____ Exercise text

It’s been an odd start to the golf season within the region. Later than normal, yes, but that did not seem to temper people’s expectations of their golf games.
Not only are many golfers just getting in their first month of swipes outside, but travel abroad and indoor golf was also largely absent for many due to the pandemic.
Even so, we all expect to be in summer form, because, well, it’s summer.
Of course, how we judge our golf ability is pretty much baked into the game itself. Most times we play we have a scorecard that showcases a rating of our success on the day. Yes, that score, and lowering it, is ultimately what many of us chase but as a coach, I don’t believe it is the only way to measure progress.
I say this because I see people that are way too hard on themselves. Scores are black and white, but golf success really has many shades. Just like we can hit a great shot and make birdie, we can get the same result via a lucky bounce or an unintended accident. A scorecard values them the same but we know the one that we controlled is a better reflection of skill and progress.
This is not to say we should always play without a scorecard, although I recommend it sometimes just so you can enjoy the game of golf, the people around you, and the surrounds. I am going to suggest that you think about measuring your success in a different way than numbers alone. That may also help many of you who get anxious about your score and have the tendency to think ahead.
So here are two alternates. One is that we simply rate each shot on a scale of 1-10 and mark that down, attempting to improve on that each time we play. We could also assign ourselves a “star” ever time we hit what we consider a good shot and try to collect as many as possible.

________

**Task goal:** Could you carry on the golf coaching piece about measuring progress beyond the scorecard, picking up right after its last sentence?

____ Recorded information

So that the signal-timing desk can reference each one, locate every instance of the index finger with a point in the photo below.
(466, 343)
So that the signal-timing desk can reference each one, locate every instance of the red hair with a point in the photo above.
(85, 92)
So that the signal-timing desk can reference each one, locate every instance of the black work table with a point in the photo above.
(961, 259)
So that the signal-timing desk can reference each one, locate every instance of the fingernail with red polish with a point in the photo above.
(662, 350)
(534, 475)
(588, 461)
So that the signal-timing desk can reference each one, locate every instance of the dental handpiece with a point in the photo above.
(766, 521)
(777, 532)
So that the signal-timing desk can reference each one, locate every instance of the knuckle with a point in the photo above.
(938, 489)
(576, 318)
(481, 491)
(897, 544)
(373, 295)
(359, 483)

________

**Answer section:**
The final one is inspired by a friend who posted it on social media. Just keep a scorecard that has emojis for how you played each hole. Smiley faces, frowns, whatever you like. This one is great for kids, and big kids.
Take a fresh look at how you judge your game and I think it may change your outlook.
You can also use this method just to rate a part of your game that you are working on. Putting, for example.
Which brings us to this month’s issue and the feature. Putting is a critical part of scoring and is something anyone can do with sufficient ability. It does not require extreme athletic talents.
An essential in your putting success will be a proper tool to do the job. In this month’s feature we showcase some of the many putters on the market today. They cover the gamut of pricing, shapes, styles, feels, and looks.
Be sure to spend some extra time choosing your putter; it’s the most used club in your bag.
A month into our season here in Ontario (and a little more in Quebec) I just wanted to thank all of you for your continued readership, listenership, and viewership. We’ve recorded record traffic on Flagstick.com the last few months and I just wanted to let you know how much we appreciate the support.
Continued success to all for the season ahead.